In that same interview with Knabb, Hillmann says that he thinks “you should write what you know.” Hillmann clearly knows Joey Walsh and his neighborhood and its complex and violent dynamics. There’s not a sentence in the novel that lacks authority. However there are times when Hillmann loses his reader.
This was especially true when Joey’s narrative distance became apparent. For instance, one moment Joey is eyeing rival gang members out of the window at Calo’s, a restaurant on Clark Street. The next moment he’s telling readers that it’s “kind of funny to think how the TJOs, the Stones, the Kings, and Spanish Cobras were all warring for power, but it’d end up the lesbians would take over the neighborhood. “ One chapter ends and the next opens, ten years in the future, with Joey and his brother reminiscing about the old neighborhood while working as laborers.

» **Requests**
a – In the review excerpt, please rewrite the passage from "This was especially" up to and including "working as laborers.", substituting "Division Street" for "Clark Street".
b – Reproduce every entry in the collection below word for word.

[Entries drawn from a collection]
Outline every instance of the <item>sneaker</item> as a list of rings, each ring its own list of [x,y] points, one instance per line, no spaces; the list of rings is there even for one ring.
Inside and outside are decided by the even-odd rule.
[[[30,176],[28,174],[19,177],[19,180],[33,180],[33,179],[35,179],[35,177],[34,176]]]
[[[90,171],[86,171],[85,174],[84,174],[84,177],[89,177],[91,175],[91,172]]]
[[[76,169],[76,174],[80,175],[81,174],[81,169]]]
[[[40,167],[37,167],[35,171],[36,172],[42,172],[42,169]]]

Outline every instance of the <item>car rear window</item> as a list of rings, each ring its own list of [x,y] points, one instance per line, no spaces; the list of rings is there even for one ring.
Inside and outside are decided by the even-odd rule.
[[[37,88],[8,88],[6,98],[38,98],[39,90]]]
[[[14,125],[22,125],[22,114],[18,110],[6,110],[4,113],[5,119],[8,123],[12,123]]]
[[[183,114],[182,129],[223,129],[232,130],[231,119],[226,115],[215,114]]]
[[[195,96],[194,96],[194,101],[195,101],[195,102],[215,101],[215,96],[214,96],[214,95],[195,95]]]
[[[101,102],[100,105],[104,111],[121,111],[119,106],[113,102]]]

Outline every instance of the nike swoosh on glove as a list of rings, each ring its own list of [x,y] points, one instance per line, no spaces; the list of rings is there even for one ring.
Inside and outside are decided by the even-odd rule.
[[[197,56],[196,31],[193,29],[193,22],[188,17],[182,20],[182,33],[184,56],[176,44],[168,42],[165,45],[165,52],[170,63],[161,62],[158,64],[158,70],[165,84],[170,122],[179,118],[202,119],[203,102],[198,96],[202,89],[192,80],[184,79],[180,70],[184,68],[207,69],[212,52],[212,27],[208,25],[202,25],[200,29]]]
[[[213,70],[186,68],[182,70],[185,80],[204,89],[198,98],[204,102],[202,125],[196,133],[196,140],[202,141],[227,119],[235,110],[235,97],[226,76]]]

» **Solutions for each task**
a –
This was especially true when Joey’s narrative distance became apparent. For instance, one moment Joey is eyeing rival gang members out of the window at Calo’s, a restaurant on Division Street. The next moment he’s telling readers that it’s “kind of funny to think how the TJOs, the Stones, the Kings, and Spanish Cobras were all warring for power, but it’d end up the lesbians would take over the neighborhood. “ One chapter ends and the next opens, ten years in the future, with Joey and his brother reminiscing about the old neighborhood while working as laborers.

b –
Outline every instance of the <item>sneaker</item> as a list of rings, each ring its own list of [x,y] points, one instance per line, no spaces; the list of rings is there even for one ring.
Inside and outside are decided by the even-odd rule.
[[[30,176],[28,174],[19,177],[19,180],[33,180],[33,179],[35,179],[35,177],[34,176]]]
[[[90,171],[86,171],[85,174],[84,174],[84,177],[89,177],[91,175],[91,172]]]
[[[76,169],[76,174],[80,175],[81,174],[81,169]]]
[[[40,167],[37,167],[35,171],[36,172],[42,172],[42,169]]]

Outline every instance of the <item>car rear window</item> as a list of rings, each ring its own list of [x,y] points, one instance per line, no spaces; the list of rings is there even for one ring.
Inside and outside are decided by the even-odd rule.
[[[37,88],[8,88],[6,98],[38,98],[39,90]]]
[[[14,125],[22,125],[22,114],[18,110],[6,110],[4,113],[5,119],[8,123],[12,123]]]
[[[183,114],[182,129],[223,129],[232,130],[231,119],[226,115],[215,114]]]
[[[195,96],[194,96],[194,101],[195,101],[195,102],[215,101],[215,96],[214,96],[214,95],[195,95]]]
[[[101,102],[100,105],[104,111],[121,111],[119,106],[113,102]]]

Outline every instance of the nike swoosh on glove as a list of rings, each ring its own list of [x,y] points, one instance per line, no spaces; the list of rings is there even for one ring.
Inside and outside are decided by the even-odd rule.
[[[197,56],[196,31],[193,29],[193,22],[188,17],[182,20],[182,33],[184,56],[176,44],[168,42],[165,45],[165,52],[170,63],[161,62],[158,64],[158,70],[165,84],[170,122],[179,118],[202,119],[203,102],[198,96],[202,89],[192,80],[184,79],[180,70],[184,68],[207,69],[212,52],[212,27],[208,25],[202,25],[200,29]]]
[[[213,70],[186,68],[182,70],[185,80],[204,89],[198,98],[204,102],[202,125],[196,133],[196,140],[202,141],[227,119],[235,110],[235,97],[226,76]]]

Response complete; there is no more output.